Task directions
Your answer should be the entries, repeated exactly.

Data to process
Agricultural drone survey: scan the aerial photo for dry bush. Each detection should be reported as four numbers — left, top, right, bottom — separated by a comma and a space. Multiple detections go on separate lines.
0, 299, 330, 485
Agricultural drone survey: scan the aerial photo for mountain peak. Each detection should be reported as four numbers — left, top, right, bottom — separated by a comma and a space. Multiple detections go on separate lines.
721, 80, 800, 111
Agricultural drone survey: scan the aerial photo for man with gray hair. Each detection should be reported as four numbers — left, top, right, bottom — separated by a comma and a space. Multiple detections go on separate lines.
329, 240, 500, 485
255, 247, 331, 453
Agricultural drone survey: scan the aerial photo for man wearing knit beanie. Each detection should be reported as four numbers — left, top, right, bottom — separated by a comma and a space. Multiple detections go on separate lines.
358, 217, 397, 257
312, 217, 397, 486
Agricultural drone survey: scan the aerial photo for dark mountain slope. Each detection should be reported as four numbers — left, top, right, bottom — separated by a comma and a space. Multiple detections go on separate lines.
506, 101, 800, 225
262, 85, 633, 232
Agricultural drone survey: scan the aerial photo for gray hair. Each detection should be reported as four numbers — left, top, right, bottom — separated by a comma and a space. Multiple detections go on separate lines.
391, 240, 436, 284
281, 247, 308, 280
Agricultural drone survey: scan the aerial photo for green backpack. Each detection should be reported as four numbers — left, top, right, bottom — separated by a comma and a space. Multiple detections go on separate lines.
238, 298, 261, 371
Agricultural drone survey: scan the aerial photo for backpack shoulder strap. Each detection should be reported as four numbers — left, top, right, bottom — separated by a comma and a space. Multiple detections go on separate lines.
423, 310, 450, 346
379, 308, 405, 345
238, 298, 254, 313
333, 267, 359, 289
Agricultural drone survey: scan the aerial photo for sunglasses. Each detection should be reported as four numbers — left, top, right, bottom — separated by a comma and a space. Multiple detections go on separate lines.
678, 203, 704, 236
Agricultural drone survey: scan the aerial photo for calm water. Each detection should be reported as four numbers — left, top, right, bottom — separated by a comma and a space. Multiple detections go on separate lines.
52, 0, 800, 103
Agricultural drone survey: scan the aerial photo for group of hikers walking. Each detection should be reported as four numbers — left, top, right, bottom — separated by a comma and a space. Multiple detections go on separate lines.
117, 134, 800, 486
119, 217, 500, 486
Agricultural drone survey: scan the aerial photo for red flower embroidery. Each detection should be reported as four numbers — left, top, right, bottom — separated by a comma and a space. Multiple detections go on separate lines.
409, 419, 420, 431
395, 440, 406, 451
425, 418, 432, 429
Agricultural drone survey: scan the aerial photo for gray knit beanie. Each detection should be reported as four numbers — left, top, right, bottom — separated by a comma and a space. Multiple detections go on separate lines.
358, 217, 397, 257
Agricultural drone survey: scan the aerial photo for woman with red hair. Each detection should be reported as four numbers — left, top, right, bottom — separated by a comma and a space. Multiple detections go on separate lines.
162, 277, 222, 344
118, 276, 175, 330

Solution for this task
Agricultural drone survey: scan the aerial photo for dry bush. Each detection should be reported as four numbers — left, top, right, bottom — separated by a comma and a space. Multiple detections go on separate lines.
0, 299, 330, 485
Agricultural drone survey: scan the aerial photo for mountain peak. Each detection should be reported as four numbers — left, top, right, bottom — separated by a comma and a space. Multiple detections go on separate lines.
721, 80, 800, 111
Agricultural drone survey: scan the aerial photo for man with gray hair. Each detection should be reported as four numbers — left, top, right, bottom — separated by a comma and a space. Multiple detections go on separate lines.
329, 240, 500, 485
255, 247, 331, 453
Agricultural drone survey: scan the aerial photo for man wearing knit beanie. Each detection should be reported as four numbers — left, top, right, bottom — separated by a comma and a space. Multiple detections go on separate lines.
358, 217, 397, 257
312, 217, 397, 486
Agricultural drone survey: scan the aerial photo for dark mountain slope. Each detection should be reported as four numbers — left, top, right, bottom — separated by a comma and a space. Multiple detections go on separate lines.
506, 101, 800, 225
262, 85, 633, 232
Agricultural drone survey: scan the aerial photo for gray hair. Each detection should be reported as four numbers — left, top, right, bottom — separated by a comma and a space. Multiple detections go on separate lines.
391, 240, 436, 284
281, 247, 308, 280
Agricultural drone survey: scan the aerial photo for green backpack. Each detection should be reported as four numbers — left, top, right, bottom — separated by a comma and a space. Multiple detections go on separate lines.
238, 298, 261, 371
Agricultural drone survey: scan the aerial photo for backpack shoulder strap. Each detection should be reported as four numbers — left, top, right, bottom — separated by a comma and a space. Multiple detections go on separate lines.
423, 310, 450, 346
379, 308, 405, 345
238, 298, 254, 313
333, 267, 359, 289
Agricultural drone survey: scan the aerial photo for sunglasses. Each detection should be reported as four numbers — left, top, right, bottom — separated by a comma and a space. Multiple detections go on separate lines.
678, 203, 704, 236
Agricultural drone survey: scan the aerial photo for calm water. Each detection should be reported as four numbers — left, top, right, bottom — separated by a comma and a space. Multiple detections go on separate lines.
52, 0, 800, 103
Agricultural drone survey: scan the aerial photo for group of hikers walking. Each detection should be reported as four numbers — left, top, right, bottom — separated by a comma and a space. Multiple detections go on separate lines.
117, 134, 800, 486
119, 217, 500, 486
Agricultural drone survey: scan the aerial photo for red flower embroidery. Each detection should be reported as four numbers — left, top, right, bottom — separated by a comma and a space. Multiple detections go on separate lines.
409, 419, 420, 431
395, 440, 406, 451
425, 418, 432, 429
Agricultural drone survey: scan the aerial photo for gray knit beanie. Each detection should be reported as four numbers — left, top, right, bottom — separated by a comma and a space. Multiple detections go on separate lines.
358, 217, 397, 257
Agricultural drone survey: scan the aerial photo for woman with red hair. Each detection should be reported as four numbers — left, top, right, bottom — separated by a comma and a space. Multiple detections go on separate lines.
162, 277, 222, 344
118, 276, 175, 330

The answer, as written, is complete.